**PROBLEM TO WORK ON:** Beginning at the line that includes "Category: tree foliage", return each line exactly through the end of the listing, and no line before it.

**DATA IN THIS EXERCISE:**
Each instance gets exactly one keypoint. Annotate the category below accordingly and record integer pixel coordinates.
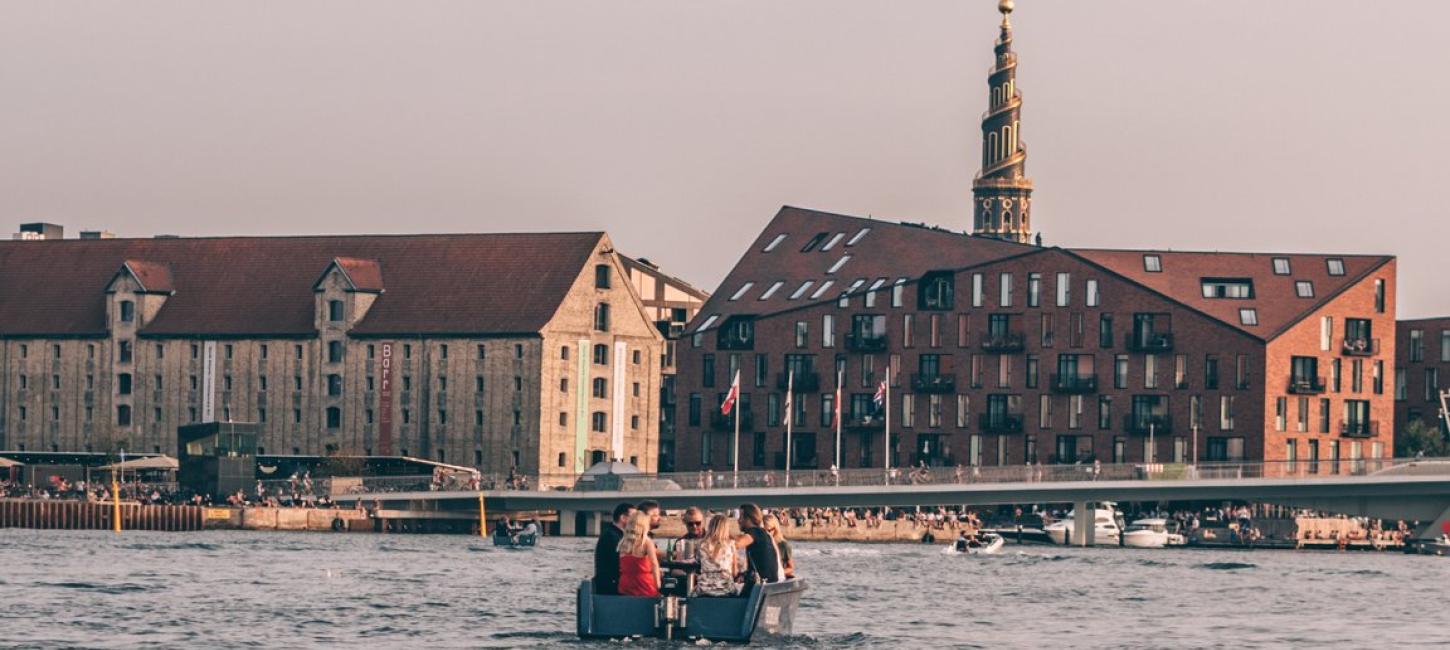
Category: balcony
(1359, 428)
(805, 382)
(1147, 424)
(864, 422)
(1004, 343)
(727, 422)
(1305, 385)
(866, 343)
(1359, 347)
(1150, 343)
(934, 383)
(1001, 422)
(1075, 383)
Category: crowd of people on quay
(715, 556)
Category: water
(229, 588)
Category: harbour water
(231, 588)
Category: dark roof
(242, 286)
(886, 250)
(1275, 299)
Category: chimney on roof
(41, 231)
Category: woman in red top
(638, 560)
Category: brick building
(1421, 370)
(521, 350)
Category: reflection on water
(224, 588)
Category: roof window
(741, 290)
(775, 243)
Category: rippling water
(228, 588)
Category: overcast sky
(680, 126)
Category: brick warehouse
(1421, 370)
(418, 346)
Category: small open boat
(989, 544)
(764, 611)
(518, 540)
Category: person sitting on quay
(638, 559)
(606, 552)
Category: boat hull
(766, 611)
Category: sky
(680, 126)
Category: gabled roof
(1275, 298)
(251, 286)
(841, 251)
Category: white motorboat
(1105, 527)
(1153, 534)
(985, 544)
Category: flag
(731, 396)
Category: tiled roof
(1275, 296)
(493, 283)
(819, 247)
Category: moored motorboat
(763, 611)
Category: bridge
(1388, 489)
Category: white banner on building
(618, 411)
(209, 382)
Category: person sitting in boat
(760, 550)
(638, 559)
(717, 556)
(606, 552)
(788, 565)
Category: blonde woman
(788, 563)
(638, 559)
(717, 557)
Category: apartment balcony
(1359, 347)
(934, 383)
(1359, 428)
(1147, 424)
(1004, 343)
(1001, 422)
(727, 422)
(804, 382)
(1150, 343)
(1075, 383)
(1305, 385)
(866, 343)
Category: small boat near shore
(763, 611)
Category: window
(602, 317)
(1228, 288)
(775, 243)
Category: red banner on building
(384, 402)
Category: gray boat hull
(766, 611)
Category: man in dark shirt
(606, 552)
(760, 549)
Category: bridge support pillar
(1085, 524)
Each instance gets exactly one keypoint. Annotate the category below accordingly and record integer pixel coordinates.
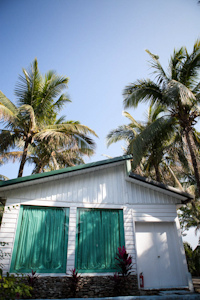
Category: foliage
(74, 280)
(32, 278)
(13, 287)
(178, 91)
(34, 122)
(193, 259)
(124, 262)
(189, 216)
(189, 257)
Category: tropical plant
(178, 90)
(74, 280)
(13, 287)
(34, 119)
(124, 262)
(148, 156)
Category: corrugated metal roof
(63, 171)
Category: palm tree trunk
(23, 160)
(158, 178)
(193, 158)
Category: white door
(158, 255)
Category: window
(99, 233)
(41, 240)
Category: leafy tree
(178, 90)
(146, 142)
(34, 119)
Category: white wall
(106, 187)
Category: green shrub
(13, 287)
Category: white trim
(175, 193)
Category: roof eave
(183, 196)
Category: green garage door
(41, 240)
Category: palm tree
(52, 155)
(34, 118)
(145, 142)
(178, 90)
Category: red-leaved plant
(32, 278)
(74, 279)
(124, 262)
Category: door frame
(179, 244)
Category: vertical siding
(129, 234)
(8, 230)
(105, 188)
(71, 239)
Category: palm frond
(123, 132)
(158, 130)
(7, 103)
(155, 64)
(134, 123)
(190, 69)
(142, 91)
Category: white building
(79, 216)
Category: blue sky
(100, 45)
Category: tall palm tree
(33, 119)
(178, 90)
(147, 144)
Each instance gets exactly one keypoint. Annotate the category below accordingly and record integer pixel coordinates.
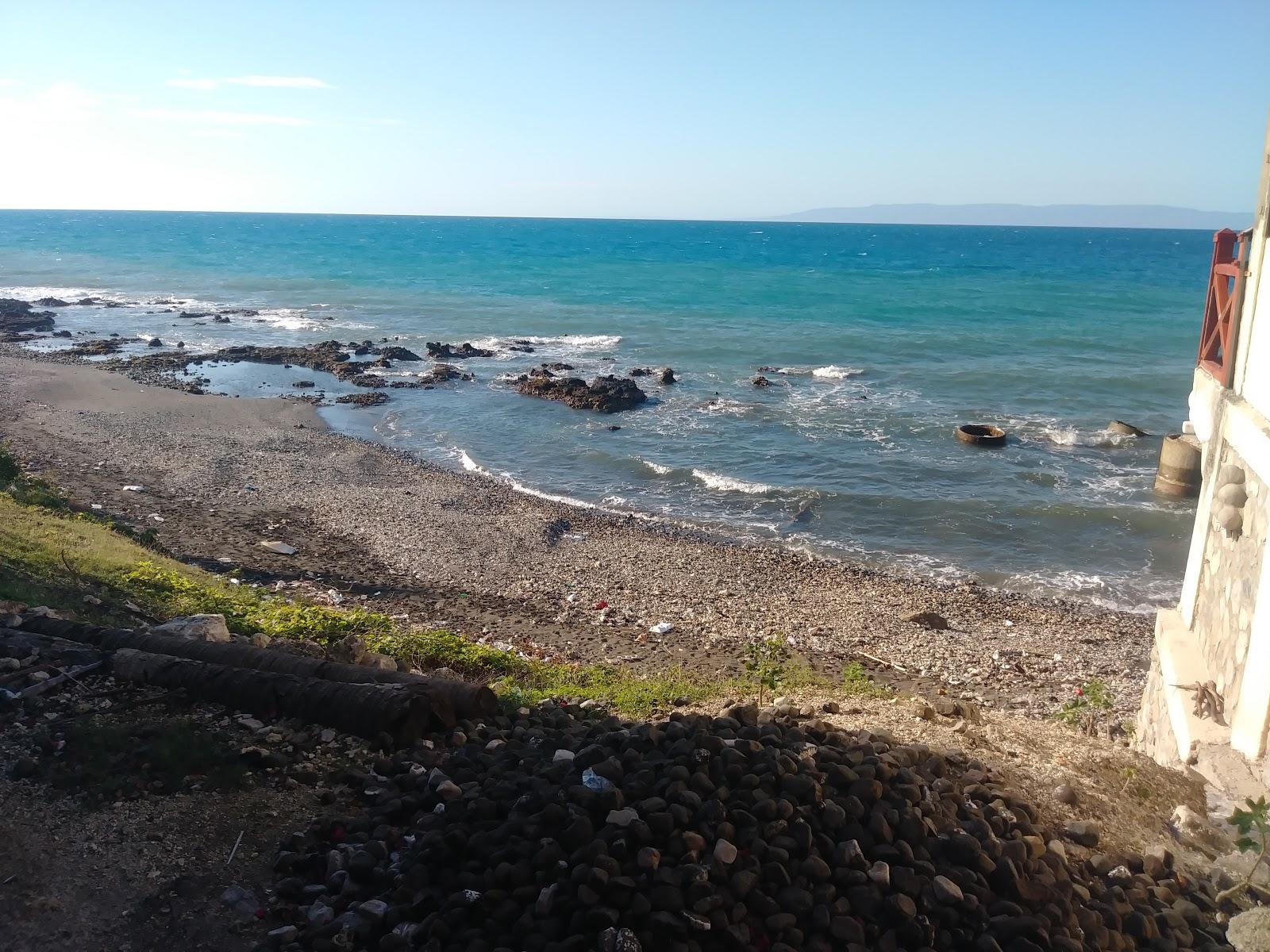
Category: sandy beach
(463, 551)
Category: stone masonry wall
(1231, 571)
(1155, 733)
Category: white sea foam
(469, 463)
(550, 497)
(729, 484)
(1072, 437)
(660, 469)
(835, 372)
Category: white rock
(374, 659)
(201, 628)
(725, 852)
(1250, 931)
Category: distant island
(1071, 216)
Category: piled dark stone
(606, 393)
(372, 399)
(554, 833)
(455, 352)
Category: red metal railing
(1222, 305)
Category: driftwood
(451, 700)
(368, 710)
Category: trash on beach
(594, 781)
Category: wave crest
(729, 484)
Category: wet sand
(463, 551)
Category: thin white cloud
(279, 82)
(214, 117)
(194, 84)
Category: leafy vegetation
(765, 663)
(1087, 706)
(857, 683)
(1254, 829)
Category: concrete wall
(1221, 630)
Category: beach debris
(981, 435)
(929, 620)
(201, 628)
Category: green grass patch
(52, 556)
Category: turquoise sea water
(888, 336)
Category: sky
(647, 109)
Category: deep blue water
(912, 329)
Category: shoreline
(467, 551)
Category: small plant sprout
(1087, 706)
(1254, 828)
(765, 662)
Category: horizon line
(778, 220)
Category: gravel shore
(465, 551)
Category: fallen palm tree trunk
(451, 700)
(368, 710)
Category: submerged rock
(455, 352)
(17, 317)
(606, 393)
(372, 399)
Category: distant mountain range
(1072, 216)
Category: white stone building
(1208, 695)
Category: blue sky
(651, 109)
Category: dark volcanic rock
(452, 352)
(372, 399)
(17, 317)
(98, 348)
(606, 393)
(706, 835)
(398, 353)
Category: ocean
(884, 340)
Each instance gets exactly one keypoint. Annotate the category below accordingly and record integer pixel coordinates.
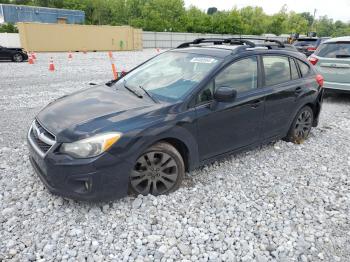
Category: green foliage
(171, 15)
(8, 28)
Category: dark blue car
(175, 112)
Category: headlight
(91, 146)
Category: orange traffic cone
(51, 66)
(30, 60)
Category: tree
(254, 20)
(296, 23)
(325, 26)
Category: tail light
(313, 60)
(320, 80)
(312, 48)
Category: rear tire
(17, 58)
(301, 126)
(159, 170)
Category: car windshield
(334, 50)
(172, 75)
(305, 42)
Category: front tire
(301, 126)
(17, 58)
(159, 170)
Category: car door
(284, 86)
(2, 53)
(223, 127)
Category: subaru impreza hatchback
(179, 110)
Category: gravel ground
(280, 202)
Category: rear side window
(334, 50)
(305, 42)
(293, 69)
(241, 75)
(277, 70)
(304, 68)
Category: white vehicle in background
(332, 61)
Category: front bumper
(101, 178)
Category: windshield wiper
(148, 94)
(132, 90)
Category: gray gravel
(280, 202)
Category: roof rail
(219, 41)
(280, 44)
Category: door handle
(256, 103)
(298, 90)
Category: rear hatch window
(334, 50)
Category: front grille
(42, 145)
(41, 138)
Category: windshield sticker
(203, 60)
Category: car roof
(211, 50)
(307, 39)
(338, 39)
(224, 47)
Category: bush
(8, 28)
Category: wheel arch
(181, 147)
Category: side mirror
(122, 73)
(225, 94)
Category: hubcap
(154, 173)
(17, 58)
(303, 125)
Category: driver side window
(241, 76)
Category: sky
(336, 9)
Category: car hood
(14, 49)
(94, 110)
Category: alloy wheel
(155, 173)
(303, 125)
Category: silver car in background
(332, 61)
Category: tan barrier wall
(67, 37)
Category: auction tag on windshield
(203, 60)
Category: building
(22, 13)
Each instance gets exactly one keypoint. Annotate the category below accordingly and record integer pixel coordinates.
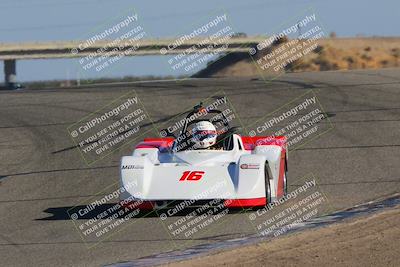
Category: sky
(51, 20)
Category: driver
(204, 135)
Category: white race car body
(252, 173)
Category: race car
(207, 160)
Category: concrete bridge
(11, 52)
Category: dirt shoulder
(364, 241)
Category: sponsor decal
(131, 167)
(250, 166)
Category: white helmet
(204, 134)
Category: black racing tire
(267, 183)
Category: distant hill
(330, 54)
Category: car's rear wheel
(267, 176)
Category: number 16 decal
(192, 176)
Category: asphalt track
(42, 174)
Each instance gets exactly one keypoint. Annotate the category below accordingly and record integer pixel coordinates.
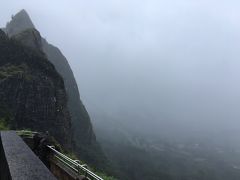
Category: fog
(158, 66)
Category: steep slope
(21, 21)
(86, 145)
(32, 93)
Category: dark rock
(20, 22)
(33, 93)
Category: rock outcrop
(85, 145)
(32, 93)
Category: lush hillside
(85, 145)
(136, 155)
(32, 93)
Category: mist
(155, 66)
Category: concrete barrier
(18, 162)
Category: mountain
(32, 93)
(85, 144)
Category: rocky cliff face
(32, 92)
(22, 29)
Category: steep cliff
(32, 93)
(85, 144)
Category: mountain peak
(20, 22)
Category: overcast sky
(159, 61)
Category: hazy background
(158, 66)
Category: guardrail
(74, 165)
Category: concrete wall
(17, 161)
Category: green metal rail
(74, 165)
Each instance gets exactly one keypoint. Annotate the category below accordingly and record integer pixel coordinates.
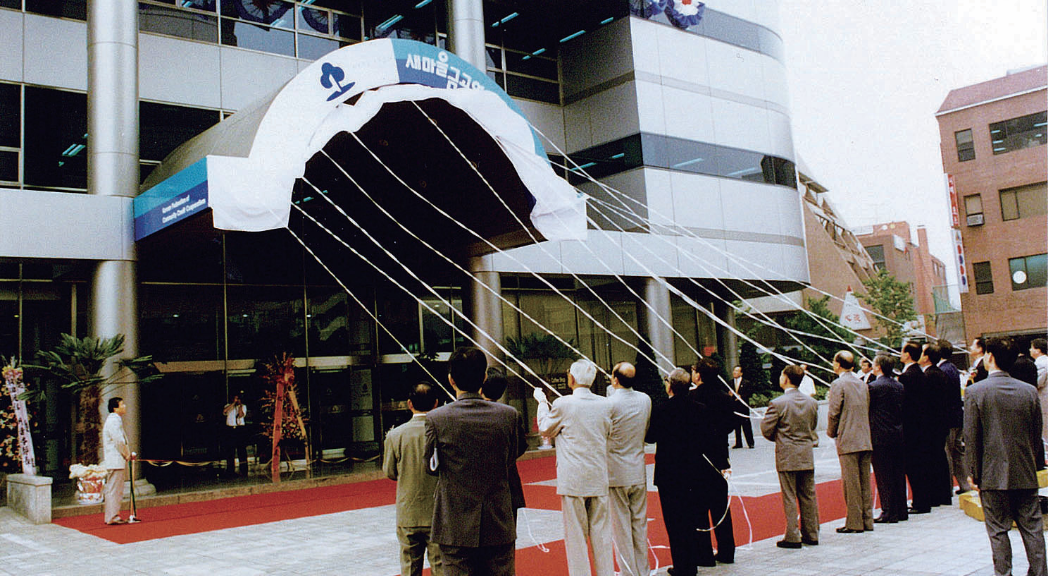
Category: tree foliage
(79, 366)
(893, 301)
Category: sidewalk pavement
(945, 543)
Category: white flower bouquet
(90, 482)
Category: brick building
(992, 135)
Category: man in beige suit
(405, 462)
(581, 423)
(790, 422)
(627, 471)
(849, 424)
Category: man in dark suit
(684, 440)
(955, 417)
(471, 445)
(790, 422)
(743, 390)
(916, 427)
(886, 433)
(711, 392)
(1002, 433)
(938, 465)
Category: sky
(866, 79)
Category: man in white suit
(627, 472)
(581, 423)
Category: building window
(984, 278)
(11, 128)
(1024, 201)
(965, 148)
(973, 209)
(1028, 271)
(1019, 133)
(877, 253)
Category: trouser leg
(809, 505)
(413, 540)
(113, 494)
(955, 453)
(998, 521)
(599, 535)
(1026, 511)
(787, 481)
(575, 534)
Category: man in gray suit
(849, 424)
(582, 423)
(1002, 437)
(790, 422)
(471, 445)
(404, 462)
(627, 471)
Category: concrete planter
(30, 496)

**OUTPUT FOR THIS EXERCISE:**
Category: tree foliage
(79, 366)
(893, 301)
Category: sidewalk pavement
(945, 543)
Category: white flower bouquet
(90, 482)
Category: brick building
(992, 135)
Category: man in beige suit
(405, 462)
(581, 423)
(790, 422)
(627, 471)
(849, 424)
Category: man in dark suit
(684, 440)
(955, 417)
(471, 445)
(790, 422)
(743, 390)
(916, 427)
(886, 433)
(711, 392)
(1002, 433)
(938, 465)
Category: sky
(866, 79)
Category: man in white suit
(627, 472)
(581, 423)
Category: building window
(984, 278)
(11, 128)
(1024, 201)
(965, 148)
(973, 209)
(1028, 271)
(1019, 133)
(877, 253)
Category: trouser leg
(809, 505)
(413, 540)
(113, 494)
(955, 453)
(998, 521)
(599, 535)
(1026, 511)
(787, 481)
(575, 534)
Category: man in gray suit
(849, 424)
(582, 423)
(1002, 437)
(790, 422)
(471, 445)
(404, 462)
(627, 471)
Category: concrete planter
(30, 496)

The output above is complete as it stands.